*EXERCISE INSTRUCTIONS*
1. From the auction text, write out the passage that begins at the words "The Ferrari Monza" and stops after "be considered well-sold.", copying it word for word.
2. Answer these questions from the auction text:
(a) How many kilometers has the Bugatti Chiron covered since it was delivered new?
(b) In what year did Ferrari Classiche certify the 1967 Ferrari 275 GTB/4?
(c) How many roadsters of the Ferrari Monza SP1 were produced?

━━━ TEXT EXCERPT

Chassis 0610 MD-TR is the third example completed of Ferrari’s extremely successful 500 TR. The 500 TR was the first built by Ferrari to comply with the new World Sportscar Championship regulations that required a passenger seat and windshield and was designed by Scaglietti.
This example was sold to a gentleman racer and within a year of owning it he had entered 10 races with two third place finishes and one second place. The car was updated to then-current regulations in 1957, following which it was loaned to a number of privateer racers and took class wins in two races. Its ownership following that time is well documented.
Owing to its rarity and early production number it’s eligible for many of the most exciting and exclusive vintage racing events in the world. Considering how few examples of the 500 TR were built, a final price of €3,717,500 should make this well-bought.
Bugatti announced right off the bat that they would only build 500 examples of the Chiron, so this is already a rare car. Since being delivered new in Germany it’s covered just 1,339 km. More than just a revision of the Veyron, it retained the all-wheel drive system and the 8.0 L W-16 engine, but it was upgraded with larger turbochargers and a titanium exhaust.
All those upgrades translated into a shocking 1,479 horsepower and 1,180 lb-ft of torque, able to propel the car from 0 to 100 km/h in only 2.4 seconds with a top speed limited to 420 km/h. The original owner’s manual, service manual, key, and more accessories are included with the car. The final selling price of €2,817,500 certainly reflects the announcement from Bugatti that there will be no further models with the W-16 engine. This Chiron was well-sold.
This 1967 Ferrari 275 GTB/4 by Scaglietti is one of only 330 that were ever built. It’s a matching-numbers example and was certified by Ferrari Classiche in 2014. This car, chassis 10337, found its first home in Rome but quickly to California.
By 1989 the car was offered for sale with a description that said it was restored by Modena Sports Cars, at which time it was repainted red. In the mid-90s it was purchased in Japan, where it remained with the same family until 2009.
A final price of €2,817,500 shows that the market is still strong for the 275 GTB/4 and will likely remain so for the foreseeable future.
The Ferrari Monza SP1 is a very limited production modern supercar with only 499 roadsters produced. This specific example shows just 26 km since new and is essentially straight from the factory. Part of the Aurora Collection, it was certified by Ferrari Classiche in 2020.
Although the Monza SP1 hasn’t had as much time to grow a fanbase as older Ferraris, the selling price of €2,423,750 shows that the interest is indeed there and this should be considered well-sold.
Ferrari built only 122 examples of the 365 GTS/4 Daytona, significantly fewer than they built of the 365 GTB/4. More than the limited production however, what really sets this apart from most other Ferraris, or really any collector car from 1973 is that it remained with a single owner since it was new.

━━━━━━
━━━ DATA SHOWN

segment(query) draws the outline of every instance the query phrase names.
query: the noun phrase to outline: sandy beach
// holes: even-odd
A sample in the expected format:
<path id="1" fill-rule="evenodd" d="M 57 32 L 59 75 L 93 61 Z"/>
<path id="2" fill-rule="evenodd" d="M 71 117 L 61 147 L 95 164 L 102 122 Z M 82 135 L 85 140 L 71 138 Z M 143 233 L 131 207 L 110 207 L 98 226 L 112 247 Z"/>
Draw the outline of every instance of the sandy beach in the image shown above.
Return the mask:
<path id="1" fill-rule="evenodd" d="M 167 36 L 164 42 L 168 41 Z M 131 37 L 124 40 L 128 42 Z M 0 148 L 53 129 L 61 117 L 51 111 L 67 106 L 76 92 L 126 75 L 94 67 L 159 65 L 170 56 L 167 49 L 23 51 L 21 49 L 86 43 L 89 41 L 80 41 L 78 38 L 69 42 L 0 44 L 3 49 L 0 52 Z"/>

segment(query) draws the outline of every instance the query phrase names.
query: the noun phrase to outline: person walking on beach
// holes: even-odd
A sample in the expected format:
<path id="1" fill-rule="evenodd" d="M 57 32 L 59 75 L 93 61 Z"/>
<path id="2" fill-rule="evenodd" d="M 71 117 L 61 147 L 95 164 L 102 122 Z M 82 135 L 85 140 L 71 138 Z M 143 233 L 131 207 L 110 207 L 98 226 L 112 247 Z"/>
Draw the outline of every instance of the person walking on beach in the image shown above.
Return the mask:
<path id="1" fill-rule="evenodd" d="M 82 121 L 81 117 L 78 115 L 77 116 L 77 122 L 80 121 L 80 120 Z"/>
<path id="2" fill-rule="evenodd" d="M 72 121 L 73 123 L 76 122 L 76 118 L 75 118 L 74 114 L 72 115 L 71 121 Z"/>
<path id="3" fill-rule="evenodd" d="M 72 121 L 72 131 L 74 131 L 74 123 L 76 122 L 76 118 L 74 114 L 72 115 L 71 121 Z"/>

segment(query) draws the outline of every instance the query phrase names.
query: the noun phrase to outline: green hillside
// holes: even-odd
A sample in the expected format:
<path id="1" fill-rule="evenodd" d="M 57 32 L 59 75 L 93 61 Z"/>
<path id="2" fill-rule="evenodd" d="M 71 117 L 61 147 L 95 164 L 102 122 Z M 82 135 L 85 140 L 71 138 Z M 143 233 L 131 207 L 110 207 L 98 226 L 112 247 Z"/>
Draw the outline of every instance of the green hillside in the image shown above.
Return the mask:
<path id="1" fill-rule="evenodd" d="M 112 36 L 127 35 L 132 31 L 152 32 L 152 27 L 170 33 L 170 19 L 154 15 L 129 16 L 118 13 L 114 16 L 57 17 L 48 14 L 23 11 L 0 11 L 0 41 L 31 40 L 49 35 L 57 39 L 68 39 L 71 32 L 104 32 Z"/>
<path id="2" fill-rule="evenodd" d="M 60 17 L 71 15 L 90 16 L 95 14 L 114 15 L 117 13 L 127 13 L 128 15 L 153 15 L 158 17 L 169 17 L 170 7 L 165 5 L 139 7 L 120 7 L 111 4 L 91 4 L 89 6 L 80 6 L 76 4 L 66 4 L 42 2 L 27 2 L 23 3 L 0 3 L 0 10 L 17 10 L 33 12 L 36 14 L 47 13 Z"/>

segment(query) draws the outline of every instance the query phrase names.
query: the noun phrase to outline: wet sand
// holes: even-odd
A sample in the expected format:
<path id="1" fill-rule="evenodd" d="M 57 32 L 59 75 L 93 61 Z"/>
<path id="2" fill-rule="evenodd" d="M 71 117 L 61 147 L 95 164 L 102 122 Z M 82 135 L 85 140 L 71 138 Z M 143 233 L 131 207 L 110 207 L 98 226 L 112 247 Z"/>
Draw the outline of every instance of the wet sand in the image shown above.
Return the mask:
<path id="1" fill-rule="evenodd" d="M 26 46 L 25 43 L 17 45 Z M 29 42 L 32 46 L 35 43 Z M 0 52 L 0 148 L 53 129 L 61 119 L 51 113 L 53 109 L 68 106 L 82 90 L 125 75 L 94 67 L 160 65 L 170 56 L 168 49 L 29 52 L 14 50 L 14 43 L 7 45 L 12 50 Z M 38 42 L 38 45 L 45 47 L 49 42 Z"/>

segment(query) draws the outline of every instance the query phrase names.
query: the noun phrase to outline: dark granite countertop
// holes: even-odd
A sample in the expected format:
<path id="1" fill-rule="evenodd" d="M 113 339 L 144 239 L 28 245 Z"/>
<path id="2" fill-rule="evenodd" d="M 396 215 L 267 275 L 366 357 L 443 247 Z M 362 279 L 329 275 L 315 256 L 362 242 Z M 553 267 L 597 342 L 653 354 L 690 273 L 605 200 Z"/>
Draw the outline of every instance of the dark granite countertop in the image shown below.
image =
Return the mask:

━━━━━━

*TASK-BY-TASK SOLUTIONS*
1.
The Ferrari Monza SP1 is a very limited production modern supercar with only 499 roadsters produced. This specific example shows just 26 km since new and is essentially straight from the factory. Part of the Aurora Collection, it was certified by Ferrari Classiche in 2020.
Although the Monza SP1 hasn’t had as much time to grow a fanbase as older Ferraris, the selling price of €2,423,750 shows that the interest is indeed there and this should be considered well-sold.

2.
(a) 1,339 km
(b) 2014
(c) 499